# [AUFGABE IM DETAIL]
Führe sämtliche Datumsangaben auf, mit denen die Chronik der Brände an Sendeanlagen Vorfälle in München einleitet.

# [TEXT ZUR ANALYSE]
____
Bonn 15. Januar 2020 – Sendemast am Kottenforst ist nach Brand zerstört. Die Polizei geht nach dem Feuer an einem Sendemast von Brandstiftung aus. Der Standort ist außer Betrieb und aufgrund der Schwere der Beschädigung ist eine Wiederinbetriebnahme derzeit noch ungewiss. Möglicherweise müssten die Gebäude sogar abgerissen werden.
München 19. Februar 2020 – Im Perlacher Forst, westlich der A995, haben Unbekannte versucht, einen Funkmasten anzuzünden. Zwei Trafokästen, die sich unmittelbar neben dem Funkmast unter einem Holzverschlag befinden, fingen dabei Feuer. Die Ermittler fanden vor Ort einen Brandsatz.
Padaborn 22. März 2020 – Eine Mobilfunksendeanlage hat am Sonntag in den frühen Morgenstunden gebrannt. Infolge des Brandes kam es zu einer starken Rauchentwicklung. Beim Eintreffen der ersten Feuerwehrkräfte brannte das Nebengebäude, in dem die Mobilfunktechnik verbaut ist, bereits vollständig.
Berlin 14. April 2020 – Brandstiftung in einem Bauschacht in der nähe des Heinrich-Herz-Institut. Durch den Kabelbrand war dieses vorübergehend lahmgelegt.
München 17.+20. April 2020 – Brandanschläge auf Internet-Infrastruktur sowie der Deutschen Bahn. In Allach und Johanneskirchen wurde in Kabelschächten entlang der Gleise Feuer gelegt. Während der eine Brand schnell gelöscht werden konnte, verursachte der andere einen so erheblichen Schaden, dass die Signalanlagen zwischen Allach und Karlsfeld ausfielen und die Strecke daraufhin über Stunden gesperrt werden musste.
Bonn 19. April 2020 – Sendemast auf dem Gelände des Sportparks Nord brannte. Die Polizei geht davon aus, dass das Feuer gelegt wurde.
München 22. Mai 2020 – Auf dem Gelände des Bayerischen Rundfunks in München – Freimann hat der Sendeturm gebrannt. Teile der Anlage, insbesondere der Kabelschacht, sind auf voller Länge verkohlt und außer Funktion. Die Stahlkonstruktion selbst steht.
München 8. Juli 2020 – Erneut brennt ein Sendemast in München. Es entstand ein Schaden in Höhe von rund einer Million Euro. Die Polizei geht von Brandstiftung aus.
____
# [BEREITGESTELLTE EINTRÄGE]
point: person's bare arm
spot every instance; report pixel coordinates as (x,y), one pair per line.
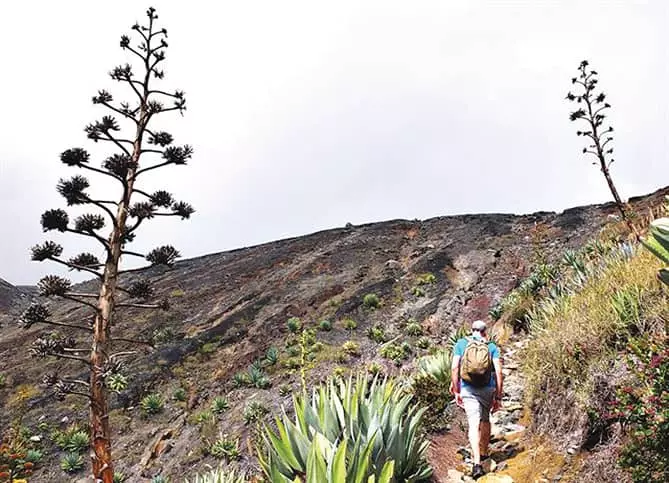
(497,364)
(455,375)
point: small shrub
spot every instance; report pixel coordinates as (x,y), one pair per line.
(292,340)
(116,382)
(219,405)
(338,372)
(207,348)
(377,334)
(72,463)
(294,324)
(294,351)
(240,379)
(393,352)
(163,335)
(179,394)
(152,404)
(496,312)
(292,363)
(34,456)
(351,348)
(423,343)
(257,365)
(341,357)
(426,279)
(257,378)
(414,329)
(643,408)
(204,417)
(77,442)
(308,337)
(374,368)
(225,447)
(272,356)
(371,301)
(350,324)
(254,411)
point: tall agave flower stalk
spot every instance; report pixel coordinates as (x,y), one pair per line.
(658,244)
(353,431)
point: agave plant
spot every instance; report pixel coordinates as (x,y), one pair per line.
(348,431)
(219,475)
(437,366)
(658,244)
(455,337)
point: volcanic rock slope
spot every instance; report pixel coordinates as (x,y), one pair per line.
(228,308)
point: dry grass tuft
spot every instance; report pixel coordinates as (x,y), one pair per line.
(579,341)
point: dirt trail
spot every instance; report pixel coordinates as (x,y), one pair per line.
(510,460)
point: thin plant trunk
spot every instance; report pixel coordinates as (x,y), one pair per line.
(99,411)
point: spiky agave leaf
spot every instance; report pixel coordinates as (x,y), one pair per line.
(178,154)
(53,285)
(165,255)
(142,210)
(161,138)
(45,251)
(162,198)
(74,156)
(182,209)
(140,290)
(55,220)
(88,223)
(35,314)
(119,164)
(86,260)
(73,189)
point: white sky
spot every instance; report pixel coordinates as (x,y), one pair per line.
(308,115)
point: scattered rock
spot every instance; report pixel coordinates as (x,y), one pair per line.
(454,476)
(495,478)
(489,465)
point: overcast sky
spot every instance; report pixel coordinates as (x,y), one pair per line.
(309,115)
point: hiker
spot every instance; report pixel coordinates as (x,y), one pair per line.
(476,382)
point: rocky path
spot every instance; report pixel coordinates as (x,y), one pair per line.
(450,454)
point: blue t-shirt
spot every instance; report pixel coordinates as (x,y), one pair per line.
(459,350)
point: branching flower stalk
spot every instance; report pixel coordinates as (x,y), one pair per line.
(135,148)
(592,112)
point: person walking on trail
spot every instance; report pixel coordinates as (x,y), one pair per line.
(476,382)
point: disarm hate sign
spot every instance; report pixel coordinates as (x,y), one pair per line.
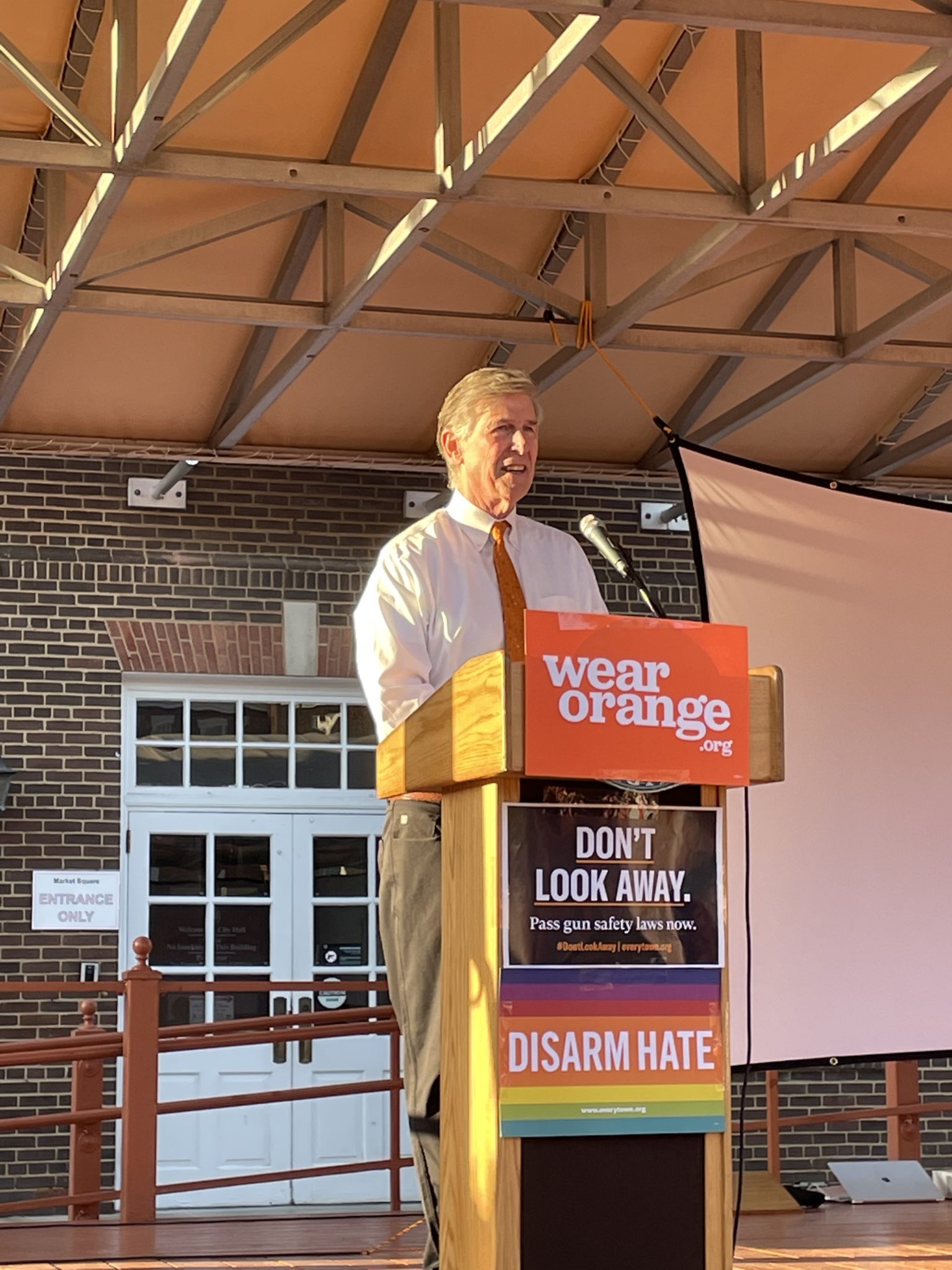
____
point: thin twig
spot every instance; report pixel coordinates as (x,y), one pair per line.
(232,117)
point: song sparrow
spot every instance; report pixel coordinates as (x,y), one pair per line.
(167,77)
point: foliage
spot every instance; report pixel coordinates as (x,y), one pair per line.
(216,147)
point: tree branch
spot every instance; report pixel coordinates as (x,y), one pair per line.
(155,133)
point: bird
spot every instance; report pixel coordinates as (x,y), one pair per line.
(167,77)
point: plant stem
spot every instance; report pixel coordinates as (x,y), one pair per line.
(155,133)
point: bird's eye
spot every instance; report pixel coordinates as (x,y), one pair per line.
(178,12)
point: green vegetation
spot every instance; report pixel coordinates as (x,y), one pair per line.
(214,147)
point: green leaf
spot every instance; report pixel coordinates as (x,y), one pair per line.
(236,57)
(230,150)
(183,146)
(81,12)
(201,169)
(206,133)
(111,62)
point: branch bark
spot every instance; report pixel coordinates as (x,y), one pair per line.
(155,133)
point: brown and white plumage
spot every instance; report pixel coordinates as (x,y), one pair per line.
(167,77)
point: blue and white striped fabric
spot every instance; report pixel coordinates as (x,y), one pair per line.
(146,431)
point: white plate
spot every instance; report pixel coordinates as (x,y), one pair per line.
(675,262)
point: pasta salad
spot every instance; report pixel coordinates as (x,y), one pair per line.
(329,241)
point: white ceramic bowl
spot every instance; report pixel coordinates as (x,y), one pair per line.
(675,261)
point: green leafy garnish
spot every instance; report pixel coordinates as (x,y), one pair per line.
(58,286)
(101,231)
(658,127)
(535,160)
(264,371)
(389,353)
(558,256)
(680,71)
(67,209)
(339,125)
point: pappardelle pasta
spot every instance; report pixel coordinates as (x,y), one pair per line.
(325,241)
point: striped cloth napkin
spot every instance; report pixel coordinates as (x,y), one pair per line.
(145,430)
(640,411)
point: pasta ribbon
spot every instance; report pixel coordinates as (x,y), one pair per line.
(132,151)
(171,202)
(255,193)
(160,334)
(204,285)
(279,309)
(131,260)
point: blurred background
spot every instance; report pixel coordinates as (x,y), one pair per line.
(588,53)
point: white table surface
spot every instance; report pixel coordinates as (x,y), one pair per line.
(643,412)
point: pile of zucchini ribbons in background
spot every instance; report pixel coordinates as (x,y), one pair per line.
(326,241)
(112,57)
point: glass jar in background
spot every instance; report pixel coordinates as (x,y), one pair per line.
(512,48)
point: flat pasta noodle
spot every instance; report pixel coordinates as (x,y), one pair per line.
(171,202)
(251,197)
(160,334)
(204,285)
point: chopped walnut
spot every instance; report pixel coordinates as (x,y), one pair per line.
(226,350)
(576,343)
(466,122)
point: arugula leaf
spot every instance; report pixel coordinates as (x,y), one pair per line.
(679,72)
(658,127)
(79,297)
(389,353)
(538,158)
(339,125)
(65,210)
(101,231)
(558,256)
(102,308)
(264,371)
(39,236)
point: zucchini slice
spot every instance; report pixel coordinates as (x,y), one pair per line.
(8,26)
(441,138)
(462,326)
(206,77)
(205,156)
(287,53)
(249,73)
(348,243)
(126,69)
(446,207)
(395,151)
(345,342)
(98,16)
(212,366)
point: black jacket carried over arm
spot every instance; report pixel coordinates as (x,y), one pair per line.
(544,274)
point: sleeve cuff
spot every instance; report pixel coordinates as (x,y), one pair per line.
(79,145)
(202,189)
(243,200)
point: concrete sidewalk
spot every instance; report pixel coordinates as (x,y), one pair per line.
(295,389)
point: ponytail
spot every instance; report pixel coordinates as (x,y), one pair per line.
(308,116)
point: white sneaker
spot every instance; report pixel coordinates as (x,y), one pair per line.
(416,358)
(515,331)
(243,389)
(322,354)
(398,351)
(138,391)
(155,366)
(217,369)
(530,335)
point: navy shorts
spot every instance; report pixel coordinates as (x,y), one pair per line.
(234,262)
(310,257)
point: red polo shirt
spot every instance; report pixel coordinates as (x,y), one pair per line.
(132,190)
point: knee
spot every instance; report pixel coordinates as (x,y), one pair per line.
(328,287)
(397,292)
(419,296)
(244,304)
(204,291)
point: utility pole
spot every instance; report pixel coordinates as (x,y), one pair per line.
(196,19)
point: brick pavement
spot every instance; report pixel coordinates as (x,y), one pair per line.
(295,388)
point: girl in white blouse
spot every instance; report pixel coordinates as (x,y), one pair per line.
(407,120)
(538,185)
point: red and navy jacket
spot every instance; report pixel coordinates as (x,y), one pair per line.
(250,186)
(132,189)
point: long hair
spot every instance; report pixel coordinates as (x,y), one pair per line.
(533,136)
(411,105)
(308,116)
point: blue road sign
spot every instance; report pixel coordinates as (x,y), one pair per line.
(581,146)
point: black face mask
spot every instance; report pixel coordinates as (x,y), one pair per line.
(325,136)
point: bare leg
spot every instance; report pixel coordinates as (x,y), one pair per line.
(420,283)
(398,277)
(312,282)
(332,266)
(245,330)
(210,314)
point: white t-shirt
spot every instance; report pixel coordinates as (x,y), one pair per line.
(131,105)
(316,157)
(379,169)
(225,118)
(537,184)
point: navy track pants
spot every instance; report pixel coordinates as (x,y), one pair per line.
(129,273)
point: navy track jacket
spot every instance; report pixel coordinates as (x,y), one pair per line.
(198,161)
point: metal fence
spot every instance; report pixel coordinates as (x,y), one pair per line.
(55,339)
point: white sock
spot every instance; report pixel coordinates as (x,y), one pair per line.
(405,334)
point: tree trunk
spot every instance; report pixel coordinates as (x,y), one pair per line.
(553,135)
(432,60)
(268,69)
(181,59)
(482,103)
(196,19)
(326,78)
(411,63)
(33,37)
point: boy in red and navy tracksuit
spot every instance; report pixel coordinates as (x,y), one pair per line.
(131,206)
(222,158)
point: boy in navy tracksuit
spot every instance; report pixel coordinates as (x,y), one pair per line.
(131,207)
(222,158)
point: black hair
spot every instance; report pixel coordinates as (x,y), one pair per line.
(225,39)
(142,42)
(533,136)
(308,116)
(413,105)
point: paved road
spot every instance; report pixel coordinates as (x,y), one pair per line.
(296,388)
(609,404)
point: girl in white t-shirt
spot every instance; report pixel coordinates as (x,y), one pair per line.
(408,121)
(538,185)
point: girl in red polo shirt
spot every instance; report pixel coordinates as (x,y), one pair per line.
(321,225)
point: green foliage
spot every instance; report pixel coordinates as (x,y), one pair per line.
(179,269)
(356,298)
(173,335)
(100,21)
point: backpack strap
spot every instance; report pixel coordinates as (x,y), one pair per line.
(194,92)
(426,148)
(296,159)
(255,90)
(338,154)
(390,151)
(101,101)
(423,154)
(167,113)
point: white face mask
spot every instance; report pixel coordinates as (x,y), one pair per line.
____
# [ANTWORT ZUR AUFGABE]
- 19. Februar 2020
- 17.+20. April 2020
- 22. Mai 2020
- 8. Juli 2020